Exercise text

I have long held the belief that a reasonably educated person — regardless of his professional specialization or occupation — should be familiar with the basic principles of the natural sciences (physics, biology, etc.), the social sciences (psychology, economics, etc.), know how to do arithmetic, know something about law and history, philosophy, etc.
I confess that I was not “reasonably” educated when I graduated from engineering school. Other than what I was minimally required to learn — the basics of science, engineering and math — I knew hardly anything else. Today I would judge my 20-something year old self as a barely educated, mostly ignorant person. Fortunately for me, I am naturally thoughtful, curious and quite intelligent, which allowed me to overcome some of my deficiencies. I was doubly fortunate in being able to learn economics — first neoclassical and eventually Austrian. Now I consider myself a reasonably educated person. And getting more educated by the day.
These musings were prompted by two recent pieces by Don Boudreaux. He is formally trained in law and in economics. Most economists don’t know much about law (that’s me), and most lawyers don’t know economics (every lawyer I know.) One cannot refer to “law and economics” without reference to Ronald Coase. (See Ronald Coase – Law and Economics.)
I liked Don’s articles. The first, from March 18th, is Stop the Cartoonish Excuses for Covid Restrictions:
In Anglo-American law, a person is entitled to compensation only if he or she transferred title to valuable property with no intention of giving a gift, or suffered the loss of some property interest as a result of the actions of someone who violated his or her property rights. Therefore, the mere fact that Sarah’s action improves Silas’s well-being is insufficient to create an obligation that someone pay Sarah for her ‘positive’ action. Likewise, the mere fact that Silas suffers some harm from Steve’s construction activities is insufficient to justify imposing a tax on Steve for his noisy construction activities.
The law refuses to impose obligations in circumstances such as these because the law recognizes a feature of reality to which economists are often blind. While both economics and law understand that people, being gregarious creatures, are forever having impacts on strangers, the law – unlike the all-too-common careless economist – recognizes that people often repeatedly interact with each other through time in ways that cause the costs and benefits of “external” effects to tend to balance out for each person.

Problem to solve
Reproduce, word for word, the stretch of the law-and-economics text from "These musings were" through "Law and Economics.)".

Data for analysis

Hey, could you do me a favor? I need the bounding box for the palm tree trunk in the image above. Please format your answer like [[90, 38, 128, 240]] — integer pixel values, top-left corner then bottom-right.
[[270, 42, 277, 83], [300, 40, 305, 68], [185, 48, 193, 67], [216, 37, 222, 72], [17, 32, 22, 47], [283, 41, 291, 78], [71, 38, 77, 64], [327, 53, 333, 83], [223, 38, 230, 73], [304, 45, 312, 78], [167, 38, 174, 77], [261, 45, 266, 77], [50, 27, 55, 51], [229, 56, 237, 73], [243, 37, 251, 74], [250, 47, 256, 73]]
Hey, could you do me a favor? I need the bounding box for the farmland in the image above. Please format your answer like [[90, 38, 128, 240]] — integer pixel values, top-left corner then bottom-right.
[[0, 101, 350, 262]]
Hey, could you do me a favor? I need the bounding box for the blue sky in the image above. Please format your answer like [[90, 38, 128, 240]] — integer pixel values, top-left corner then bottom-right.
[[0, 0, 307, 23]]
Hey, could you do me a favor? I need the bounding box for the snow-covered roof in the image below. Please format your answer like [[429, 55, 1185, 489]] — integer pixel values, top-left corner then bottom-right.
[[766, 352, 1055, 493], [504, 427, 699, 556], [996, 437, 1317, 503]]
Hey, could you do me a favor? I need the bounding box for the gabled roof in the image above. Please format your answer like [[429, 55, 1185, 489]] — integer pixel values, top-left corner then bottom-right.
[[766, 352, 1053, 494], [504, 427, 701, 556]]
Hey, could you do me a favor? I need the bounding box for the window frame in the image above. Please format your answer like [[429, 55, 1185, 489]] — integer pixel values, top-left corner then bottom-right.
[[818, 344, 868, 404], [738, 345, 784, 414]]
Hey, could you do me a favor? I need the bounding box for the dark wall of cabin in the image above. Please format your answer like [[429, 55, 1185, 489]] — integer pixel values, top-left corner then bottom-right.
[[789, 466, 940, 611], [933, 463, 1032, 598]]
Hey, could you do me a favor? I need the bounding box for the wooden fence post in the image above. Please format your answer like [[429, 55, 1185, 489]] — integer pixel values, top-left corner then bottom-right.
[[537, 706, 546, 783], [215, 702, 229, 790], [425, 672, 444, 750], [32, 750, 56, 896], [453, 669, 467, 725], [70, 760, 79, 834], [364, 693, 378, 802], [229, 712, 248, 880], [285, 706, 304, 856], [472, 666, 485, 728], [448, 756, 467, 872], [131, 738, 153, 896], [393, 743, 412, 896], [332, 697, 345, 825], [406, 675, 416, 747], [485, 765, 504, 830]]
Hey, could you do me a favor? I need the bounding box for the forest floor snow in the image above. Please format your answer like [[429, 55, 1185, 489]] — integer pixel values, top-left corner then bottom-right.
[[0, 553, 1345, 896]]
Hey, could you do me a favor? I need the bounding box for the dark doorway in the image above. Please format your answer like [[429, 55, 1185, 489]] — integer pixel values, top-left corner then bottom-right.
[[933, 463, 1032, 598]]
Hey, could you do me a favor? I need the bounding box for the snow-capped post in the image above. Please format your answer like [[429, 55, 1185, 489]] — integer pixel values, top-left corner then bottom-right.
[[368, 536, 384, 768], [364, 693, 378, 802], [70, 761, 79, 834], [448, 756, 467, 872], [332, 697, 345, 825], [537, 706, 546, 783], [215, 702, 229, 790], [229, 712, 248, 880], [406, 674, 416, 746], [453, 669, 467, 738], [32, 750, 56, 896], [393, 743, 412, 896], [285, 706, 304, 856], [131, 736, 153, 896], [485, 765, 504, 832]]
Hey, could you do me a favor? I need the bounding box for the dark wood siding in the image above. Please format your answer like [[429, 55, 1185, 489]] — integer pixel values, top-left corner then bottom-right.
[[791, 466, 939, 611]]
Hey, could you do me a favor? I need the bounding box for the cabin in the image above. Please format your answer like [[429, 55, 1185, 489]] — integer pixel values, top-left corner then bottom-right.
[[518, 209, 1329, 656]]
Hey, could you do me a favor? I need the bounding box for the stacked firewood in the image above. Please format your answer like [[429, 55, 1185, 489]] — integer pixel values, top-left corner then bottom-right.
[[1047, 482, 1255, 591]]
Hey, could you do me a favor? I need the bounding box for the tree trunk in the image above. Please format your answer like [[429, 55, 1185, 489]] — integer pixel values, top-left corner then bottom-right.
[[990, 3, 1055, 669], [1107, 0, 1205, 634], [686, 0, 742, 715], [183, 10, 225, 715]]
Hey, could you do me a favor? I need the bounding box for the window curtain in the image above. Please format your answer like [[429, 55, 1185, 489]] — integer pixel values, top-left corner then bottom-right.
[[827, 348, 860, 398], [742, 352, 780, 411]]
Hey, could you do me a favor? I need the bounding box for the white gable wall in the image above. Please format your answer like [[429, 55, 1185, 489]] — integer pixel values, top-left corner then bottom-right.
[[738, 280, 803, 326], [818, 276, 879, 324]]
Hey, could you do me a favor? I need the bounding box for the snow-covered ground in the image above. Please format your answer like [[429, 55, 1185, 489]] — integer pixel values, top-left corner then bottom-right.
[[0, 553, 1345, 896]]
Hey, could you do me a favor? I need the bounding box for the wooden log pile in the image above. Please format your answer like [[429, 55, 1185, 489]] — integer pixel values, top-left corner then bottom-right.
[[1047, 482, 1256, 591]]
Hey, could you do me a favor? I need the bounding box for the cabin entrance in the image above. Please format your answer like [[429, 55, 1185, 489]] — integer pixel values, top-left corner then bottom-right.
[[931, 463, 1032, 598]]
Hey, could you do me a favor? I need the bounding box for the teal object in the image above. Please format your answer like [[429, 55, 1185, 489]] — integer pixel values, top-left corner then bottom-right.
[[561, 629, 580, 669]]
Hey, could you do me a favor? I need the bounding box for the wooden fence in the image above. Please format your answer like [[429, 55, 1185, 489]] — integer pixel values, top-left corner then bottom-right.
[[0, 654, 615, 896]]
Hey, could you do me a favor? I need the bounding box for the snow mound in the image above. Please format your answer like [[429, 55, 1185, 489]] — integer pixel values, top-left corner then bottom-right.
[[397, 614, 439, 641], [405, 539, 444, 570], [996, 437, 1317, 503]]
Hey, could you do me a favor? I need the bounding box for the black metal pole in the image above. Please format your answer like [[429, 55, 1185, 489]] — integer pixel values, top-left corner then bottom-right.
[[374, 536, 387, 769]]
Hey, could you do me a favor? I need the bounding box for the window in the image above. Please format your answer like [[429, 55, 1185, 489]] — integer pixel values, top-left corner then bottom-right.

Problem solution
These musings were prompted by two recent pieces by Don Boudreaux. He is formally trained in law and in economics. Most economists don’t know much about law (that’s me), and most lawyers don’t know economics (every lawyer I know.) One cannot refer to “law and economics” without reference to Ronald Coase. (See Ronald Coase – Law and Economics.)